> [TASK MATERIAL]
···
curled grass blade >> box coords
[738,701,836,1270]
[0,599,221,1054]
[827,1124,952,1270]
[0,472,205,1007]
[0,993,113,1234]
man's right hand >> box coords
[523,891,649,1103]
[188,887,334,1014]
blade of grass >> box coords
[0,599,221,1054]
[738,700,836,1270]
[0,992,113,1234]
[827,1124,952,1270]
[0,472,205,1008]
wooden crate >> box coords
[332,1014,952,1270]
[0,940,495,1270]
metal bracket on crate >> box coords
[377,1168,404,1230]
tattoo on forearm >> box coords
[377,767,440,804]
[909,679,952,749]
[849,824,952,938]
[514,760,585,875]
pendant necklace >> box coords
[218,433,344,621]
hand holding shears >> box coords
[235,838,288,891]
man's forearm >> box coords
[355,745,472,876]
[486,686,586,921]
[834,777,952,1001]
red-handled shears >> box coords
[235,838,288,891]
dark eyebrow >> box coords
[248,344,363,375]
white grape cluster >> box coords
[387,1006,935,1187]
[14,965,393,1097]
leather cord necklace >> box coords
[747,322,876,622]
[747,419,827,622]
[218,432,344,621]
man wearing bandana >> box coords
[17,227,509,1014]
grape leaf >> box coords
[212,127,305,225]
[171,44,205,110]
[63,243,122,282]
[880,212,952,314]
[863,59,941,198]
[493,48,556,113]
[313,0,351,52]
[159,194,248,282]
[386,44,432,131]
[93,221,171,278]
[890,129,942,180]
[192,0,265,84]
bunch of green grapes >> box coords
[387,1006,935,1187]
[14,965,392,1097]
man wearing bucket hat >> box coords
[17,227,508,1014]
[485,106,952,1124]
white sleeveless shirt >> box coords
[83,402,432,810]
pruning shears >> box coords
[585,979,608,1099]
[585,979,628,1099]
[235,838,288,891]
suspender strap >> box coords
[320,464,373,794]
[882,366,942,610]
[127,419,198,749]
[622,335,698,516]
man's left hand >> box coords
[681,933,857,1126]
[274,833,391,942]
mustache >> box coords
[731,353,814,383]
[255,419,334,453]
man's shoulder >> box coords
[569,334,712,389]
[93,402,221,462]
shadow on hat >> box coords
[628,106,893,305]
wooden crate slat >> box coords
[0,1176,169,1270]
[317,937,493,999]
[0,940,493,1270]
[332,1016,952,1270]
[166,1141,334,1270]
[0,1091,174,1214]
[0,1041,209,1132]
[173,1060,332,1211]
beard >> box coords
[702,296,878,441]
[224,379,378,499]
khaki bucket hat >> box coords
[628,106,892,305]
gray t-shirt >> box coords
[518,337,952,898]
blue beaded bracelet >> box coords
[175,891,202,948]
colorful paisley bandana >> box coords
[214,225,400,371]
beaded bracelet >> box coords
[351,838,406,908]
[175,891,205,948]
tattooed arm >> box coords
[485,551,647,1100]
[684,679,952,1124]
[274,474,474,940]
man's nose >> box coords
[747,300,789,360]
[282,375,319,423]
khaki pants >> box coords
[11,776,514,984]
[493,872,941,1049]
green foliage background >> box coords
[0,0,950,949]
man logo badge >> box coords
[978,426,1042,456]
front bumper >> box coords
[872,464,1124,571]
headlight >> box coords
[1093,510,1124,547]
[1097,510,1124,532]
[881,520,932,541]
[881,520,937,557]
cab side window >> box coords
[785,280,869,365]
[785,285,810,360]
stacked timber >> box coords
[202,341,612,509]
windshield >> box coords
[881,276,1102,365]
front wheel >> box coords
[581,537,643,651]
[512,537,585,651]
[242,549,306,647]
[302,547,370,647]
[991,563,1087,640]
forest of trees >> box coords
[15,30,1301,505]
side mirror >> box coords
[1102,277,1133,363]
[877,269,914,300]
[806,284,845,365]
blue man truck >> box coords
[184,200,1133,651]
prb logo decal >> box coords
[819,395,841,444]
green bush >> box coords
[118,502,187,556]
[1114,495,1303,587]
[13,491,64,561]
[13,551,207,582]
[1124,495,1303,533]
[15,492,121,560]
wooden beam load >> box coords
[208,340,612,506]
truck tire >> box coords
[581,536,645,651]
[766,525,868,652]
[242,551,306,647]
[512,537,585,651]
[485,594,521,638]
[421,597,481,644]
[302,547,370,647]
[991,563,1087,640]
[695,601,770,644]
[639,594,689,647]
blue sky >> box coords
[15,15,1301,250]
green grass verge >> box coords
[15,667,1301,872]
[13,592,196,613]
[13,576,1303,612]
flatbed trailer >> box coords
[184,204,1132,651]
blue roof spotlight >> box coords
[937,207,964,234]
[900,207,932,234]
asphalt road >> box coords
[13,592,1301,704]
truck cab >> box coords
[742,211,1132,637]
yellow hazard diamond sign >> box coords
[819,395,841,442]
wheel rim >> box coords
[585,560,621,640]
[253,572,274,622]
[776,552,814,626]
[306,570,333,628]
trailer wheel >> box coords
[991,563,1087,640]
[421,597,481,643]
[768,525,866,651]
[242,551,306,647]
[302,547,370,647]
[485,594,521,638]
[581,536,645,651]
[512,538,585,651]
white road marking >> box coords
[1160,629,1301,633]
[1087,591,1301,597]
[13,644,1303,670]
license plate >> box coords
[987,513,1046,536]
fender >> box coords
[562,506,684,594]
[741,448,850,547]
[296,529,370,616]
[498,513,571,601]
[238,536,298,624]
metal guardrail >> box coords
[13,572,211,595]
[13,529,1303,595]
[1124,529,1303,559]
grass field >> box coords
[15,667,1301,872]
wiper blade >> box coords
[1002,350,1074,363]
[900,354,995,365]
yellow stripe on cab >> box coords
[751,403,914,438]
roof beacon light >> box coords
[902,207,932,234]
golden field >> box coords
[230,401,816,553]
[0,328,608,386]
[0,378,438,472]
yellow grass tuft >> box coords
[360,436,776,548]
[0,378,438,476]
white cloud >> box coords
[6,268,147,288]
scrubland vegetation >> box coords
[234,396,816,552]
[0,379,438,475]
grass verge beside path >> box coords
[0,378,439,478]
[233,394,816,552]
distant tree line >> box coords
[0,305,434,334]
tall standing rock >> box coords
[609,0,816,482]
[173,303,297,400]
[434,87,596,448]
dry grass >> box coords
···
> [GOAL OF THE EXERCISE]
Turn all of the records above into a single numbered list, skipping any blank lines.

> [ANSWER FOR THE TASK]
1. curled grass blade >> box coords
2. [738,701,836,1270]
3. [0,599,221,1054]
4. [827,1124,952,1270]
5. [0,472,205,1007]
6. [0,993,113,1234]
7. man's right hand >> box coords
8. [523,891,649,1103]
9. [188,887,334,1014]
10. blade of grass >> box coords
11. [0,599,221,1054]
12. [738,700,836,1270]
13. [0,992,113,1234]
14. [827,1124,952,1270]
15. [0,472,205,1008]
16. wooden crate >> box coords
17. [332,1014,952,1270]
18. [0,940,495,1270]
19. metal bracket on crate >> box coords
20. [377,1168,404,1230]
21. tattoo on forearm >> box coords
22. [377,767,440,804]
23. [909,679,952,749]
24. [849,824,952,938]
25. [514,760,585,875]
26. pendant necklace >> box coords
27. [218,433,344,621]
28. hand holding shears >> box coords
29. [235,838,288,891]
30. man's forearm >> box coords
31. [355,745,472,876]
32. [486,686,586,921]
33. [834,777,952,1001]
34. red-handled shears >> box coords
35. [235,838,288,891]
36. dark eyebrow >> box coords
37. [248,344,363,375]
38. white grape cluster >> box coords
39. [387,1006,935,1187]
40. [14,965,393,1097]
41. leather cord necklace >> box coords
42. [747,322,876,622]
43. [747,419,827,622]
44. [218,432,344,621]
45. man wearing bandana >> box coords
46. [17,227,509,1014]
47. grape leaf >> box coords
48. [212,127,305,225]
49. [171,44,205,110]
50. [63,243,122,282]
51. [880,212,952,314]
52. [863,59,941,198]
53. [493,48,556,113]
54. [313,0,351,52]
55. [159,194,248,282]
56. [386,44,432,131]
57. [93,221,171,278]
58. [890,129,942,180]
59. [192,0,265,84]
60. bunch of green grapes >> box coords
61. [387,1006,935,1187]
62. [14,965,392,1097]
63. man wearing bucket hat >> box coords
64. [17,227,508,1014]
65. [485,106,952,1124]
66. white sleeveless shirt >> box coords
67. [83,402,432,810]
68. pruning shears >> box coords
69. [585,979,608,1099]
70. [585,979,628,1099]
71. [235,838,288,891]
72. suspender strap >> box coords
73. [320,464,373,794]
74. [882,366,942,610]
75. [127,419,198,749]
76. [622,335,698,516]
77. man's left hand >> box coords
78. [681,933,857,1126]
79. [274,833,391,942]
80. mustache >> box coords
81. [731,353,814,383]
82. [255,419,334,453]
83. man's shoulder >> box coords
84. [569,334,712,389]
85. [93,402,221,462]
86. shadow on hat >> box coords
87. [628,106,893,305]
88. wooden crate slat >> box coords
89. [0,1176,169,1270]
90. [317,937,493,999]
91. [0,940,493,1270]
92. [332,1016,952,1270]
93. [166,1141,334,1270]
94. [0,1091,174,1214]
95. [0,1041,209,1132]
96. [173,1060,332,1211]
97. beard >> box coords
98. [702,296,878,441]
99. [224,379,378,499]
100. khaki bucket hat >> box coords
101. [628,106,892,305]
102. gray t-shirt >> box coords
103. [518,337,952,898]
104. blue beaded bracelet >> box coords
105. [175,891,202,948]
106. colorful paisley bandana >> box coords
107. [214,225,400,371]
108. beaded bracelet >> box coords
109. [351,838,406,908]
110. [175,891,205,948]
111. tattooed arm >> box coords
112. [485,551,647,1100]
113. [684,679,952,1124]
114. [274,474,474,940]
115. man's nose >> box coords
116. [747,300,789,360]
117. [282,375,319,423]
118. khaki pants >> box coords
119. [11,776,514,984]
120. [493,872,941,1049]
121. green foliage background >> box coords
122. [0,0,950,949]
123. man logo badge >> box coords
124. [978,426,1042,456]
125. front bumper >> box coords
126. [872,464,1124,571]
127. headlight >> box coords
128. [1093,510,1124,547]
129. [1097,510,1124,532]
130. [881,520,932,541]
131. [881,520,937,557]
132. cab side window >> box coords
133. [785,280,869,365]
134. [785,285,810,360]
135. stacked timber >> box coords
136. [202,341,612,509]
137. windshield >> box coords
138. [881,276,1102,365]
139. front wheel >> box coords
140. [581,537,643,651]
141. [512,537,585,651]
142. [242,549,306,647]
143. [302,547,370,647]
144. [991,563,1087,640]
145. forest of trees >> box coords
146. [15,30,1301,505]
147. side mirror >> box coords
148. [1102,277,1133,363]
149. [877,269,914,300]
150. [806,284,845,365]
151. blue man truck >> box coords
152. [184,200,1133,651]
153. prb logo decal >> box coords
154. [819,395,841,444]
155. green bush >> box coords
156. [118,502,187,556]
157. [1114,495,1303,587]
158. [13,491,64,561]
159. [13,551,207,582]
160. [1124,495,1303,533]
161. [15,492,121,560]
162. wooden beam load >> box coords
163. [208,340,612,506]
164. truck tire >> box coords
165. [581,536,645,651]
166. [766,525,868,652]
167. [242,551,306,647]
168. [512,537,585,651]
169. [485,594,521,638]
170. [421,597,481,644]
171. [302,547,370,647]
172. [991,563,1087,640]
173. [695,601,770,644]
174. [639,594,689,647]
175. blue sky >> box coords
176. [15,15,1301,250]
177. green grass verge >> box coords
178. [15,667,1301,872]
179. [13,592,196,613]
180. [13,576,1303,612]
181. flatbed trailer >> box coords
182. [184,204,1132,651]
183. blue roof spotlight >> box coords
184. [937,207,964,234]
185. [900,207,932,234]
186. asphalt road >> box coords
187. [13,592,1301,704]
188. truck cab >> box coords
189. [742,211,1132,637]
190. yellow hazard diamond sign >> box coords
191. [819,395,841,442]
192. wheel rim >> box coords
193. [585,560,621,640]
194. [253,572,274,622]
195. [776,552,814,626]
196. [306,570,333,628]
197. trailer wheel >> box coords
198. [991,563,1087,640]
199. [421,597,481,643]
200. [768,525,866,651]
201. [242,551,306,647]
202. [302,547,370,647]
203. [485,594,521,638]
204. [581,536,645,651]
205. [512,538,585,651]
206. white road marking >> box coords
207. [1160,629,1301,633]
208. [1087,591,1301,597]
209. [13,644,1303,670]
210. license plate >> box coords
211. [987,513,1046,536]
212. fender >> box coords
213. [562,506,684,594]
214. [741,448,850,547]
215. [296,529,370,616]
216. [498,513,571,601]
217. [238,536,298,624]
218. metal guardrail >> box coords
219. [13,572,211,595]
220. [13,529,1303,595]
221. [1124,529,1303,559]
222. grass field >> box coords
223. [15,667,1301,872]
224. wiper blade >> box coords
225. [1002,350,1074,363]
226. [900,354,995,365]
227. yellow stripe on cab >> box coords
228. [751,403,914,438]
229. roof beacon light >> box coords
230. [902,207,932,234]
231. golden field >> box coords
232. [230,401,816,553]
233. [0,328,608,386]
234. [0,378,438,472]
235. yellow grass tuft >> box coords
236. [360,436,776,548]
237. [0,378,438,476]
238. white cloud >> box coords
239. [6,268,147,288]
240. scrubland vegetation >> box coords
241. [234,396,816,552]
242. [0,379,438,475]
243. grass verge beside path >> box coords
244. [0,378,439,478]
245. [233,394,816,552]
246. distant tree line >> box coords
247. [0,305,434,334]
248. tall standing rock >> box coords
249. [609,0,816,482]
250. [173,303,297,400]
251. [434,87,596,448]
252. dry grass >> box coords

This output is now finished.